(Available data begins)

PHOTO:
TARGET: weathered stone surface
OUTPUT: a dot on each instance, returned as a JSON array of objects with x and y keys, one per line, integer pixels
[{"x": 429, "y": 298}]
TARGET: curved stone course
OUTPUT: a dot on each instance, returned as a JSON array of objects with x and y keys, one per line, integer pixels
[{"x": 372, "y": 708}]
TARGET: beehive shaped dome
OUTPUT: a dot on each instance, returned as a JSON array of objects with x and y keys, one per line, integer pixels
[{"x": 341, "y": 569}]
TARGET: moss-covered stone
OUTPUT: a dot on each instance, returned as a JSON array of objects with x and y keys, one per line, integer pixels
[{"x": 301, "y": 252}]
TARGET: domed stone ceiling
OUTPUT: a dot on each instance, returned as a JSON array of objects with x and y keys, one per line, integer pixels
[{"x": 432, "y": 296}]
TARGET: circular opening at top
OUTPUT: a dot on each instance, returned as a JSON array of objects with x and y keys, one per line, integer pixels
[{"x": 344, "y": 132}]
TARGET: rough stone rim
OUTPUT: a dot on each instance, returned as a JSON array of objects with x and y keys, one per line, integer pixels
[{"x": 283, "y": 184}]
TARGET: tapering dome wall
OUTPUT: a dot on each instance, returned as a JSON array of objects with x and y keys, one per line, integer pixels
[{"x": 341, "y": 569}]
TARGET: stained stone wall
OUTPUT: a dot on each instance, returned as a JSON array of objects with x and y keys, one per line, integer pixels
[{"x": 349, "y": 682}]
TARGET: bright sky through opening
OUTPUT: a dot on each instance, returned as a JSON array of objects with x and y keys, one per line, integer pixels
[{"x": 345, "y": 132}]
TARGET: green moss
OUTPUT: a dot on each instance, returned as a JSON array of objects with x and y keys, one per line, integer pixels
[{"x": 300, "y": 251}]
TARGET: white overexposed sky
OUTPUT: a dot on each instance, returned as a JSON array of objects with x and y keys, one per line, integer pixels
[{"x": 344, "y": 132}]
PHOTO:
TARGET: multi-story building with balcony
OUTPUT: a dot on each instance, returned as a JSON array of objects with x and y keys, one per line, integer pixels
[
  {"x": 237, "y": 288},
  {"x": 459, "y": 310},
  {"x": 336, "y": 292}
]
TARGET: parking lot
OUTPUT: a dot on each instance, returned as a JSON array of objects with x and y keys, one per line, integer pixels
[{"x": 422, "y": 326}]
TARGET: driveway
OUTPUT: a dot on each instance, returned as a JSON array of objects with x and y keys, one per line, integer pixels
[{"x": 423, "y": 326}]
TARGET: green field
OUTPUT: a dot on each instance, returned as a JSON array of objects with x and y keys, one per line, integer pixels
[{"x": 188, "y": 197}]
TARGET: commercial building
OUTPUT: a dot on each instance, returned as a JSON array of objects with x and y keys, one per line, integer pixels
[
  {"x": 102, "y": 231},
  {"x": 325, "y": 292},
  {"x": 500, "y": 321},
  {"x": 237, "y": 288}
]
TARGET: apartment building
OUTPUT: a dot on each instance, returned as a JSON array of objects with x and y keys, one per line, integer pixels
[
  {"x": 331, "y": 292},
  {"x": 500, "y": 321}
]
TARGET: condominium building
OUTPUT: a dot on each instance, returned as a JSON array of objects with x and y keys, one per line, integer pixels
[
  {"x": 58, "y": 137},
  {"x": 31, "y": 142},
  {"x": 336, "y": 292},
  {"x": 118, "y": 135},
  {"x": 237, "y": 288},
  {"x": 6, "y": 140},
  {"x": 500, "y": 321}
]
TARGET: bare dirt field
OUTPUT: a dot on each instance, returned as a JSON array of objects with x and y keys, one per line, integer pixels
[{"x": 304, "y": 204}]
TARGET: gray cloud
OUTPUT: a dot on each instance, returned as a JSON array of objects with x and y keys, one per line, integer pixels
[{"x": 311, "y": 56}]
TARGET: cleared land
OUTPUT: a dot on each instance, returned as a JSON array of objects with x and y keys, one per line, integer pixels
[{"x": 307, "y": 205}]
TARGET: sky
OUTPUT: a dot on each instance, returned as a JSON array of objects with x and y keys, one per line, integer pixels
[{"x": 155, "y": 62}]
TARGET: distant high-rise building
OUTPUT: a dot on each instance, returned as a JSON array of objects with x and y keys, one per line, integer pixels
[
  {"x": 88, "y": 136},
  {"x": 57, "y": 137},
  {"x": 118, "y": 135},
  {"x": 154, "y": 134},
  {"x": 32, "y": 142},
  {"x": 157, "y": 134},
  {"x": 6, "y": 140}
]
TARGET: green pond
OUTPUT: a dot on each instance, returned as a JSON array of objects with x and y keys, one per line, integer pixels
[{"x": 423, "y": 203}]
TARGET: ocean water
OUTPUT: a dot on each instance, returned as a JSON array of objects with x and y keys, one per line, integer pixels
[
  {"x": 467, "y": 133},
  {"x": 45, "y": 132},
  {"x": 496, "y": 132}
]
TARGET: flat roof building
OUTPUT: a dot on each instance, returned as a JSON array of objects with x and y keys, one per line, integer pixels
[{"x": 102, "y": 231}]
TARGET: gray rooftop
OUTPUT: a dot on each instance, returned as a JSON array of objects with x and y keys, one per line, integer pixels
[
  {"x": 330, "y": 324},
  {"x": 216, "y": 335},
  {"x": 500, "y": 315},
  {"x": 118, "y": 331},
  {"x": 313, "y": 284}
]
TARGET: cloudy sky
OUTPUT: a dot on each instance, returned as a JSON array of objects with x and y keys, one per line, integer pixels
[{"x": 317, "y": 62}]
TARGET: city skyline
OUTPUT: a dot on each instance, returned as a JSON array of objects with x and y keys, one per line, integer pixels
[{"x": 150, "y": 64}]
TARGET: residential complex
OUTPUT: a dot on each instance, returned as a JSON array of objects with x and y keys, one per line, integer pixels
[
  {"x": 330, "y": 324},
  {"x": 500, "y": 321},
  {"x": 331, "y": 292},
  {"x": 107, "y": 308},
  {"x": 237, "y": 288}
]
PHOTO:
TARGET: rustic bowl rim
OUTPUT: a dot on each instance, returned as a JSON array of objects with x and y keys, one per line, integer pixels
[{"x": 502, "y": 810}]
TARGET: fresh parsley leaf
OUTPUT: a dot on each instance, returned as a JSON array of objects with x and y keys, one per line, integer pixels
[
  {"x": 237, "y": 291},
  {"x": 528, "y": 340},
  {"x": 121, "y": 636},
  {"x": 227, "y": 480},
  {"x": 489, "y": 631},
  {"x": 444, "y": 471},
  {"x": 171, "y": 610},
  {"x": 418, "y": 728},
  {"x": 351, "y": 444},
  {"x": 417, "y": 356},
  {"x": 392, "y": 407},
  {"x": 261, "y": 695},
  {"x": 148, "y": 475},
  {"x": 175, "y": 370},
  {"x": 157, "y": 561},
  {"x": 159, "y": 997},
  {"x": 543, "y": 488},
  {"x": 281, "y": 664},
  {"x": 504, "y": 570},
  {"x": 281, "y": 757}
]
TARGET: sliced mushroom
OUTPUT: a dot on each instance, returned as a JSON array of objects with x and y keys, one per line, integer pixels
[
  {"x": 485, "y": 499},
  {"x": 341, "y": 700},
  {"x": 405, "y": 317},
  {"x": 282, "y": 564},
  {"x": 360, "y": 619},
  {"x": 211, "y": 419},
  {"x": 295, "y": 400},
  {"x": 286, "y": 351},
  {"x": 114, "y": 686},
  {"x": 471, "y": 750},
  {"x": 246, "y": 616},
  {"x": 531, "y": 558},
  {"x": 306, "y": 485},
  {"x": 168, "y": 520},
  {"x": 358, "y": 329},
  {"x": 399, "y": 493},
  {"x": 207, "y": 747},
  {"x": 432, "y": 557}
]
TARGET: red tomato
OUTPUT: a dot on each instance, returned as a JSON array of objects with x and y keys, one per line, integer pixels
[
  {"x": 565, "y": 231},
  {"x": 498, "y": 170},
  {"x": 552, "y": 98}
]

(Available data ends)

▶ Your instructions: Please provide the number of lines in the listing above that contain the word "field", and nothing further.

▶ Solution for this task: 2